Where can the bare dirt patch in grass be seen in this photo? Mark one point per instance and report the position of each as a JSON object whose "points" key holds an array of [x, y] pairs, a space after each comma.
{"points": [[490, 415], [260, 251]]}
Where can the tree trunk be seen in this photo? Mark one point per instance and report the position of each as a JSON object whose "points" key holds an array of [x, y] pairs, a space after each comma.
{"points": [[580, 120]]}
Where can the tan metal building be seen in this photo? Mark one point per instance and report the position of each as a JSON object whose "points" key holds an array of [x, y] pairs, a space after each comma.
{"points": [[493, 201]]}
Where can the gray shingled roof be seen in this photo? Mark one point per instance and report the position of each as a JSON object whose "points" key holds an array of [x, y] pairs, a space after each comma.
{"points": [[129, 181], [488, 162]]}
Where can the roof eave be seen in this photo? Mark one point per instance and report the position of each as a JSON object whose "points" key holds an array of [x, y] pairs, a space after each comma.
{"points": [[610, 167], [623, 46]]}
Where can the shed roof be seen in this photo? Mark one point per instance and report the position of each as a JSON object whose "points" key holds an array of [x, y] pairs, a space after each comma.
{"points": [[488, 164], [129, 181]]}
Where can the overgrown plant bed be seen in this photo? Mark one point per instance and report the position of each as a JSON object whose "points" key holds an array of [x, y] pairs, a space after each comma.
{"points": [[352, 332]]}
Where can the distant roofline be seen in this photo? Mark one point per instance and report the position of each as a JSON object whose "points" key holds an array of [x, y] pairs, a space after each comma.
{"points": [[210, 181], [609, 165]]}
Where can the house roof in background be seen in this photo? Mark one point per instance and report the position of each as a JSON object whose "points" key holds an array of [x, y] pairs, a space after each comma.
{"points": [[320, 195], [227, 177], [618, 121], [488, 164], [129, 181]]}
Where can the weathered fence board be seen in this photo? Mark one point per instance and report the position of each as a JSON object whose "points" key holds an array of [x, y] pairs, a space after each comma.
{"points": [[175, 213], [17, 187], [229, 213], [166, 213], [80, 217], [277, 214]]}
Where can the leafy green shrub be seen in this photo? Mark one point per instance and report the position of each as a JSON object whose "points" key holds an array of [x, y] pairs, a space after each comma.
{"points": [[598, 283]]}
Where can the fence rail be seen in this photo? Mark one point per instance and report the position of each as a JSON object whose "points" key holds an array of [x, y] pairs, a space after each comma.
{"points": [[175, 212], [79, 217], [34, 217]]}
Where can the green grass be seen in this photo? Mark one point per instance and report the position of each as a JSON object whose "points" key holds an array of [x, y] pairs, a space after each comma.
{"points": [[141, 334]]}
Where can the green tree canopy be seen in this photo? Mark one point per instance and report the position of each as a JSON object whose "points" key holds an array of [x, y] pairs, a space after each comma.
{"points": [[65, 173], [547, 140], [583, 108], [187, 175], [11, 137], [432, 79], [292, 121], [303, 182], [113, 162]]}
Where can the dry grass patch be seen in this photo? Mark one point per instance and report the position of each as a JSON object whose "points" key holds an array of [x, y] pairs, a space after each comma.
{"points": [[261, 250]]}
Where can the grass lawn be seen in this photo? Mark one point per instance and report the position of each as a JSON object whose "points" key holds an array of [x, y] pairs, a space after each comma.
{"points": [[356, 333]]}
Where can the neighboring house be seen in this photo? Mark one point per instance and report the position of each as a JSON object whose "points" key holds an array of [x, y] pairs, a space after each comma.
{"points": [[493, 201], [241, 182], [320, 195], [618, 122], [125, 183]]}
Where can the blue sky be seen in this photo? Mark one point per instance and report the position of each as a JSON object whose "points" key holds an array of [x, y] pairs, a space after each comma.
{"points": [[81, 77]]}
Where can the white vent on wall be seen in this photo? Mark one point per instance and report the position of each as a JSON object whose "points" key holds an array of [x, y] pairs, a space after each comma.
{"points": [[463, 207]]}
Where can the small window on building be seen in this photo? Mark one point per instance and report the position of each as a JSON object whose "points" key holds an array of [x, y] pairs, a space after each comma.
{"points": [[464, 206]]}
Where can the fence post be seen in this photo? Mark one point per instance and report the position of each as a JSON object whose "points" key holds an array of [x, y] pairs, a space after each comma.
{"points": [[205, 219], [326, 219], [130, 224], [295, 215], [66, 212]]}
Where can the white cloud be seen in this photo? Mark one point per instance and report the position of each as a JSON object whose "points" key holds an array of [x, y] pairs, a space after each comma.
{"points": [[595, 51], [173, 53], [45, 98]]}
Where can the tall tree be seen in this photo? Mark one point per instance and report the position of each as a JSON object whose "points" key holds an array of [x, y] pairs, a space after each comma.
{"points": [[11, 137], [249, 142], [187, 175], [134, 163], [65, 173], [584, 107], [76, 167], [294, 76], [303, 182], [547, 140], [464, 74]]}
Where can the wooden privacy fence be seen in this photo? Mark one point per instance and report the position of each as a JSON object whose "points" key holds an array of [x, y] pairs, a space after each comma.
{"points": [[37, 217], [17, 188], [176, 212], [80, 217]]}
────
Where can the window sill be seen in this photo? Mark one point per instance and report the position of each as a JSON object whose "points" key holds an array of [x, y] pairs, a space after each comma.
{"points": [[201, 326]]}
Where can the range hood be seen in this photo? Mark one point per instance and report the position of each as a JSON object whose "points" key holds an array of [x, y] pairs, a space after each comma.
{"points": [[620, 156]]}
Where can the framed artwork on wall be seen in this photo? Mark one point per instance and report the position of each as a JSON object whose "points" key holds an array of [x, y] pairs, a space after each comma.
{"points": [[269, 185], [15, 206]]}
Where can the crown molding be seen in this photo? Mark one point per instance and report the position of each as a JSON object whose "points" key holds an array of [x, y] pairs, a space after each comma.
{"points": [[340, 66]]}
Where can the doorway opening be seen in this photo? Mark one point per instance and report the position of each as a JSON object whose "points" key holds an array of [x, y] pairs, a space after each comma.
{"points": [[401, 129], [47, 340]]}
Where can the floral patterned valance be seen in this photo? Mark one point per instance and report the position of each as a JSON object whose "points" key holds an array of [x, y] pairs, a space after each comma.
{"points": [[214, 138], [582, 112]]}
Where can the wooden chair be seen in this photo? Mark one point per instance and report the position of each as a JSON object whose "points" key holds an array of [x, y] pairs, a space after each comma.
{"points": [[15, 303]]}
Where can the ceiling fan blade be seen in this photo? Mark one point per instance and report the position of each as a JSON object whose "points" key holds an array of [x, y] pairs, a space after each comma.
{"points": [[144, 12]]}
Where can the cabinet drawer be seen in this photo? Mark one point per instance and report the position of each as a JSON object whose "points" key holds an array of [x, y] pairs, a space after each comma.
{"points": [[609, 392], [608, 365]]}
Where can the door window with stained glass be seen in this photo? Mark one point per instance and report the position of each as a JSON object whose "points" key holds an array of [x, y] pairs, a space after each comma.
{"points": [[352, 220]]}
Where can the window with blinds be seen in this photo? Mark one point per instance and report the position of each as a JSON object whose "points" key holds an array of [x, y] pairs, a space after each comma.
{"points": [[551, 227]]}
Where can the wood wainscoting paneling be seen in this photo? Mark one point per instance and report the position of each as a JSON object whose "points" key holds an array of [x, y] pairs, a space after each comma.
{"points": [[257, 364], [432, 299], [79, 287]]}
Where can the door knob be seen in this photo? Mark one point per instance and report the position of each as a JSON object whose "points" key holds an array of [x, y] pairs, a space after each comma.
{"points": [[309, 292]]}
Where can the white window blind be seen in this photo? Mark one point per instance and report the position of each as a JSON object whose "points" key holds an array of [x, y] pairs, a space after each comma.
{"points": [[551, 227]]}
────
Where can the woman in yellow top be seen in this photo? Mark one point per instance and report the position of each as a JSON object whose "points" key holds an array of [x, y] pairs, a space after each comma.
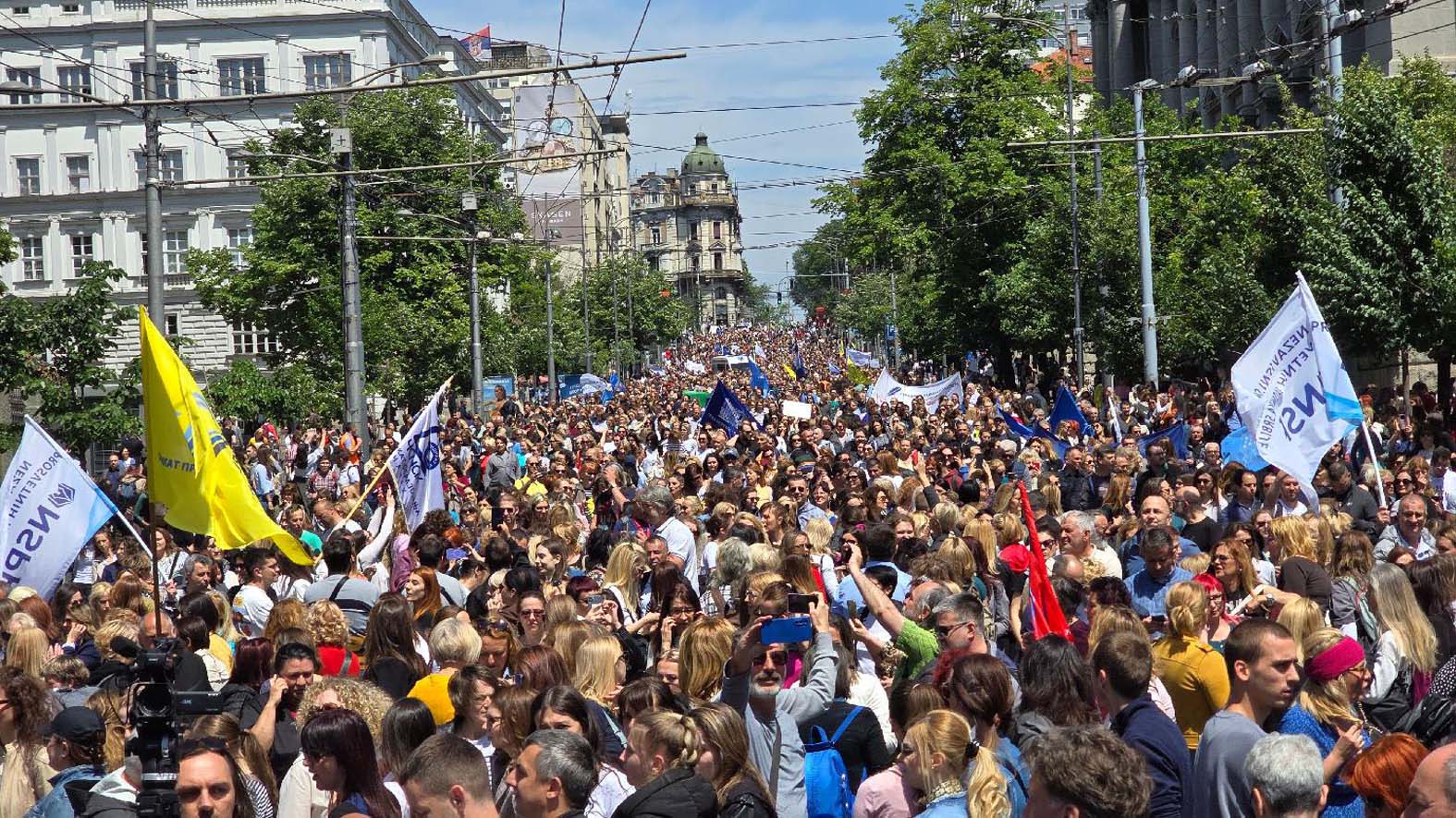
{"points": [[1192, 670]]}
────
* **AIM OF THE EXERCISE**
Filter the entries above and copy out every line that contains the word "tree".

* **ANSWER FOR THIS EXERCISE**
Where can the tree trunk be seen in this photo? Mark one point per instance and report the position of each as a JSON object whose "points" key holds an array of [x, y] pairs, a space after each comma.
Where can the green tree canopy be seen in this photo? Mark one point per instance and report the position of each as a JSON object whose "points" key holds an array of [x, y] pairs, a space after each comma.
Where can the tall tree be seen in this photo? Mark one point per instance and report the position of each as a JSON object whose "points" key holds an array of [x, y] pairs, a space after each comma.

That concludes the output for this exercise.